• **DIRECTIONS**
Rewrite the records between the line holding "Please pin the echinacea" and the end of the records, inclusive, with the requests included and the pictures left out. Scale each coordinate in the answers by 1.25, rounding to the nearest whole number with halves rounded up, and leave the numbers in the requests and their format samples unchanged.

Point annotation records:

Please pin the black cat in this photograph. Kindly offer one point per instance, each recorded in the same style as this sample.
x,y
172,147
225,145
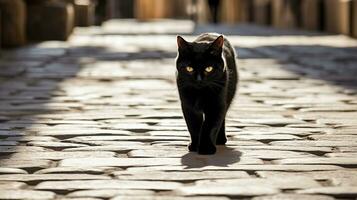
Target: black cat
x,y
206,79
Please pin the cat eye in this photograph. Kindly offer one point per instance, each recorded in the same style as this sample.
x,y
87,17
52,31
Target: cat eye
x,y
209,69
189,69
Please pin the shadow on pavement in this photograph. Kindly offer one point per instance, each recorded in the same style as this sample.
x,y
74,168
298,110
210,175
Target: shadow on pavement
x,y
224,156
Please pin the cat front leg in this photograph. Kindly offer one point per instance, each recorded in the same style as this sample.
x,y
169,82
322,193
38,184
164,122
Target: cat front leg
x,y
194,122
210,129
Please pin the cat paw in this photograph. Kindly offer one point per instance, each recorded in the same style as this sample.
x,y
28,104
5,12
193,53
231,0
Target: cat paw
x,y
207,150
192,147
221,141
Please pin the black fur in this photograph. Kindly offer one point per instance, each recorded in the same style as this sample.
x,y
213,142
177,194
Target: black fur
x,y
206,97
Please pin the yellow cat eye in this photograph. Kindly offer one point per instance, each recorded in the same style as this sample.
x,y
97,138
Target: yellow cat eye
x,y
189,69
209,69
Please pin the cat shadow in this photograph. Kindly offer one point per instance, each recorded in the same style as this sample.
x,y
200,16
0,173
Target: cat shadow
x,y
222,158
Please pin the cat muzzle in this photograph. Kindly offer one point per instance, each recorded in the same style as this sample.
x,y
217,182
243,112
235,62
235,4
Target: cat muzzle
x,y
198,77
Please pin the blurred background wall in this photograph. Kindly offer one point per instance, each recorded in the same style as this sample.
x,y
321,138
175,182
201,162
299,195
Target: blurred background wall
x,y
22,21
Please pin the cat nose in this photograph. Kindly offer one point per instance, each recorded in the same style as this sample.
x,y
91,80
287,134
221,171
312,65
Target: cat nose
x,y
199,78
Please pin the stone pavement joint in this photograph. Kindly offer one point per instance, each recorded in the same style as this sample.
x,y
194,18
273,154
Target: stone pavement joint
x,y
98,117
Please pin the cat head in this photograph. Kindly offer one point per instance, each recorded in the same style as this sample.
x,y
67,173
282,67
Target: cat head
x,y
200,63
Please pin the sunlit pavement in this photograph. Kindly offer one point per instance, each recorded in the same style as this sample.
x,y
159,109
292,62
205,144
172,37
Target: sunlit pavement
x,y
98,117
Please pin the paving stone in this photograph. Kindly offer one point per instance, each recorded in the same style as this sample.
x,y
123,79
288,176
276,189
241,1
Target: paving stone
x,y
26,194
163,197
109,147
289,148
106,184
179,176
262,154
343,191
107,193
57,145
105,105
317,143
131,162
319,160
293,197
317,175
26,164
50,177
14,149
11,185
75,170
235,167
266,137
226,190
4,170
55,155
125,138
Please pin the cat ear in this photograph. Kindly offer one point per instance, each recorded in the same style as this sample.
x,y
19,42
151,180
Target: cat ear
x,y
182,43
216,46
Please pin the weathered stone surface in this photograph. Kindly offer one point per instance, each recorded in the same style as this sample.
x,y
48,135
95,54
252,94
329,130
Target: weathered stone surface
x,y
163,197
50,177
99,117
179,176
74,170
293,197
319,160
11,185
26,164
196,161
227,190
343,191
318,175
26,194
107,193
60,155
107,184
265,167
4,170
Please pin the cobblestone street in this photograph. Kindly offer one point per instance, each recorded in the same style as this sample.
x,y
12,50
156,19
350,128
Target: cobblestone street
x,y
98,117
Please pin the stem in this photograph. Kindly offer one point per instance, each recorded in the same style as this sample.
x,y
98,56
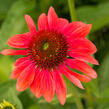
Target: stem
x,y
89,99
75,94
73,89
71,4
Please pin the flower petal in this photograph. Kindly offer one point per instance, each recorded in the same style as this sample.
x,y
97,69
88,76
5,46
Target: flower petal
x,y
20,60
43,22
19,69
14,52
20,40
77,30
36,85
26,78
82,45
62,23
31,24
48,86
81,66
84,78
83,57
52,18
61,89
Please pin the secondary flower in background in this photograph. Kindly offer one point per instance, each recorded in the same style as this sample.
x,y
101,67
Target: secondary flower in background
x,y
48,52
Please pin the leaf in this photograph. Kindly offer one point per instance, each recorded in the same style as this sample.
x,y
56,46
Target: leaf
x,y
8,92
4,7
15,22
104,73
10,96
5,68
98,15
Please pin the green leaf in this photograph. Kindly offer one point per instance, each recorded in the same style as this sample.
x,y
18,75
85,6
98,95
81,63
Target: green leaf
x,y
15,22
8,93
104,73
10,96
5,68
98,15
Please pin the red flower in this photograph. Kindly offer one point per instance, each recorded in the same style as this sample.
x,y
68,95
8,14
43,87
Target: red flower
x,y
48,53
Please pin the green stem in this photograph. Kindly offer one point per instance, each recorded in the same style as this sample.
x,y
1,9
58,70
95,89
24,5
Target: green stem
x,y
89,99
76,96
71,4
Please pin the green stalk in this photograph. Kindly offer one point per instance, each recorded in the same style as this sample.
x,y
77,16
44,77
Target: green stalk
x,y
76,96
77,99
71,4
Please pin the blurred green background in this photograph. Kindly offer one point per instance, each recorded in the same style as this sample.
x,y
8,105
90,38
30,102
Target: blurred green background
x,y
12,22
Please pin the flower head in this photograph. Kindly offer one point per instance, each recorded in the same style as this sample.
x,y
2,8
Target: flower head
x,y
49,52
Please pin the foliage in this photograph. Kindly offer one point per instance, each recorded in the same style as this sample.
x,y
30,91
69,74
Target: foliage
x,y
96,12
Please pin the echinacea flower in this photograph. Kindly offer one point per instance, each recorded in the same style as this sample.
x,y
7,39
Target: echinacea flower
x,y
49,52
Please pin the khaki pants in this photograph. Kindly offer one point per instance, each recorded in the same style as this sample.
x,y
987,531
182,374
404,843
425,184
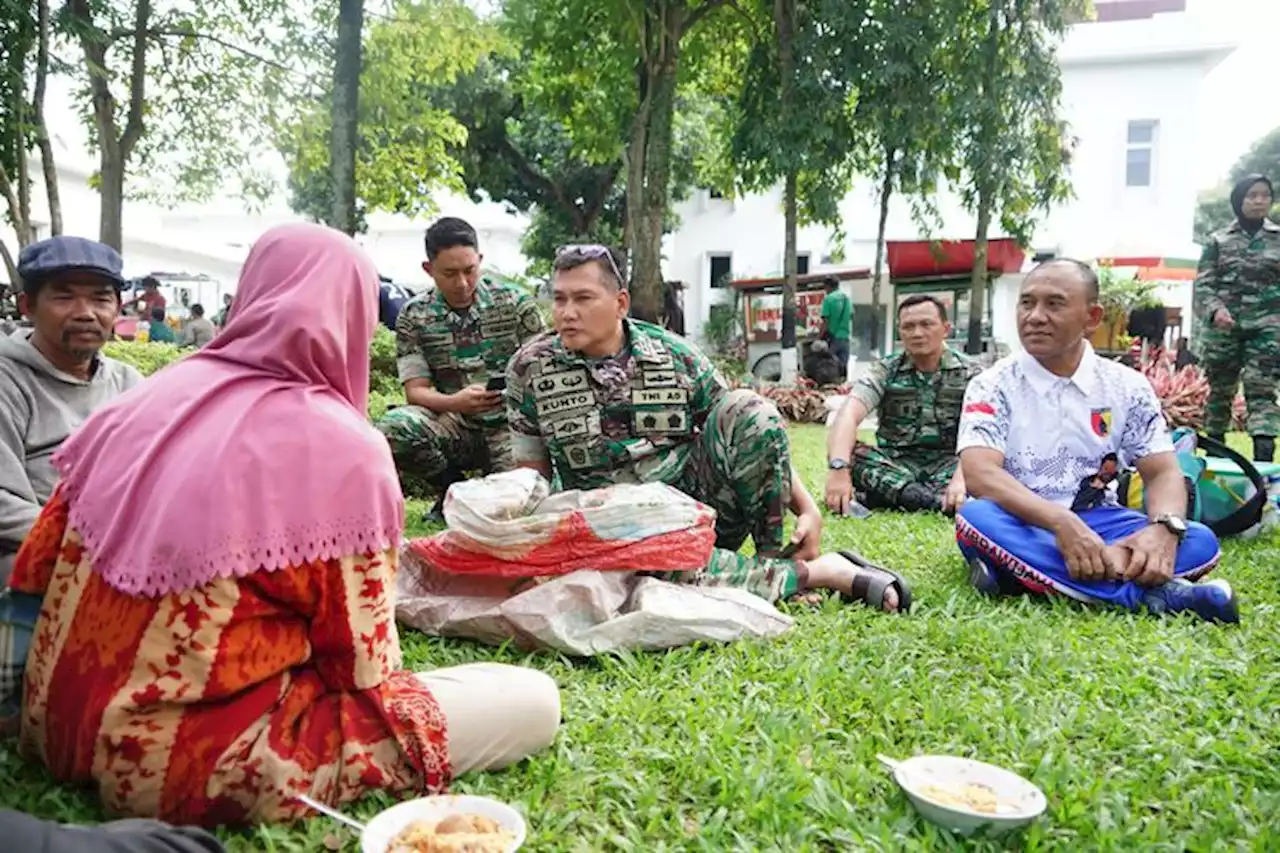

• **TASK OUTPUT**
Please pin the echinacea flower in this photograph. Kindly offer one point per instance, each recorded in the same style as this sample.
x,y
7,39
Target: echinacea flower
x,y
61,65
Please pin the khaki pants in this photograph. Kindly offer one point per instance, each recorded in the same style as this sample.
x,y
987,531
182,374
404,843
425,184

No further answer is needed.